*ЗАДАНИЕ*: Перепишите часть отрывка о Спецотделе: начните со слов «Оккультные силы СССР» и закончите словами «на операцию Спецотдела.», заменив «автомобиль» на «машину».
---------- ИСХОДНЫЙ ОТРЫВОК ----------
Оккультные силы СССР - Колпакиди Александр Иванович - Страница 34
- Предыдущая
- 34/165
- Следующая
Трилиссер попросил Чичерина отозвать свое заключение. И сразу же после телефонного звонка посетил Ягоду и рассказал о случившемся. Глава контрразведки разъярен был больше тем фактом, что Бокий действовал напрямую, через визовый отдел Афганистана и втихаря от Генриха Генриховича. И хотя Глеб пользовался поддержкой Дзержинского и некоторых членов ЦК, Трилиссер и Ягода договорились о совместных действиях по блокаде экспедиции. Тогда же они навестили Чичерина — благо здания Наркомата и ОГПУ находились в двух шагах и не требовалось гонять автомобиль. Ягода и Трилиссер заставили Чичерина полностью пересмотреть свои взгляды на операцию Спецотдела.
Экспедиция была отменена в самый последний момент в результате протеста главы НКИД. 1 августа Чичерин дал о ней отрицательный отзыв. Но Бокий и Барченко не отказались от идеи посетить загадочную Шамбалу, и начальник Спецотдела решил дождаться удобного момента, когда можно будет осуществить задуманное и утереть нос Трилиссеру и Ягоде.
---------- ИСХОДНЫЕ ЗАПИСИ ----------
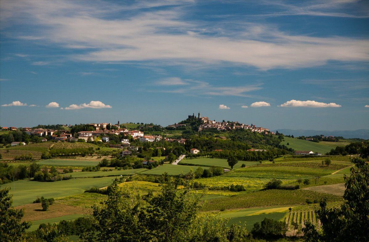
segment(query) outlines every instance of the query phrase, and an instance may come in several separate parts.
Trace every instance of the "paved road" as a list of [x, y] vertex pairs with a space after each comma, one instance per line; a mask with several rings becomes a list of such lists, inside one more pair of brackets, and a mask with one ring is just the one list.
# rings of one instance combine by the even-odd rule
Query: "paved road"
[[178, 158], [172, 163], [172, 165], [177, 165], [178, 162], [182, 160], [182, 159], [184, 158], [186, 155], [181, 155], [178, 157]]

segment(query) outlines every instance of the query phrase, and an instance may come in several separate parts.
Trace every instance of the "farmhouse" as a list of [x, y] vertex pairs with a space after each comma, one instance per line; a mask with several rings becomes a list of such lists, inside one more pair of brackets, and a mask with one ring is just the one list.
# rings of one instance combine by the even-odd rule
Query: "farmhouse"
[[11, 142], [11, 146], [15, 146], [15, 145], [25, 145], [25, 143], [24, 142]]
[[297, 150], [295, 151], [295, 155], [310, 155], [314, 154], [314, 152], [312, 151], [307, 151], [306, 150]]
[[196, 155], [196, 154], [199, 153], [200, 152], [200, 151], [199, 150], [197, 149], [193, 148], [193, 149], [191, 149], [190, 150], [190, 152], [191, 152], [192, 154]]
[[124, 156], [124, 155], [129, 155], [132, 153], [132, 151], [128, 150], [124, 150], [120, 152], [120, 156]]

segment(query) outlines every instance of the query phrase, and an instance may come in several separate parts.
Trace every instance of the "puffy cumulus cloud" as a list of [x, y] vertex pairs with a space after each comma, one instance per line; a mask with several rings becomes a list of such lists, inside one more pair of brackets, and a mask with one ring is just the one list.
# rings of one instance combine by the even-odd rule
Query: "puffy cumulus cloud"
[[46, 106], [46, 108], [59, 108], [59, 104], [55, 102], [52, 102]]
[[64, 109], [67, 110], [73, 109], [80, 109], [82, 108], [111, 108], [110, 105], [106, 105], [100, 101], [91, 101], [87, 104], [85, 103], [77, 105], [71, 104]]
[[326, 104], [324, 102], [320, 102], [315, 101], [307, 100], [307, 101], [300, 101], [292, 99], [287, 101], [283, 104], [279, 105], [281, 107], [309, 107], [310, 108], [339, 108], [341, 107], [334, 102]]
[[224, 104], [220, 104], [219, 105], [219, 109], [230, 109], [231, 108], [229, 107], [227, 107]]
[[14, 101], [12, 102], [11, 103], [8, 104], [3, 104], [1, 105], [2, 107], [11, 107], [12, 106], [27, 106], [27, 104], [24, 104], [21, 102], [20, 101]]
[[259, 107], [269, 107], [270, 106], [270, 104], [266, 102], [255, 102], [251, 104], [250, 106], [253, 108], [259, 108]]

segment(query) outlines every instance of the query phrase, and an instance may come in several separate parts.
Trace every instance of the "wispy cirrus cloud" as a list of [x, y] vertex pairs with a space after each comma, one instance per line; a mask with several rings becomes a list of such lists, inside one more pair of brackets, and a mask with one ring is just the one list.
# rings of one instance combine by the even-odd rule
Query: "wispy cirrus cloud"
----------
*ОТВЕТ*:
Оккультные силы СССР - Колпакиди Александр Иванович - Страница 34
- Предыдущая
- 34/165
- Следующая
Трилиссер попросил Чичерина отозвать свое заключение. И сразу же после телефонного звонка посетил Ягоду и рассказал о случившемся. Глава контрразведки разъярен был больше тем фактом, что Бокий действовал напрямую, через визовый отдел Афганистана и втихаря от Генриха Генриховича. И хотя Глеб пользовался поддержкой Дзержинского и некоторых членов ЦК, Трилиссер и Ягода договорились о совместных действиях по блокаде экспедиции. Тогда же они навестили Чичерина — благо здания Наркомата и ОГПУ находились в двух шагах и не требовалось гонять машину. Ягода и Трилиссер заставили Чичерина полностью пересмотреть свои взгляды на операцию Спецотдела.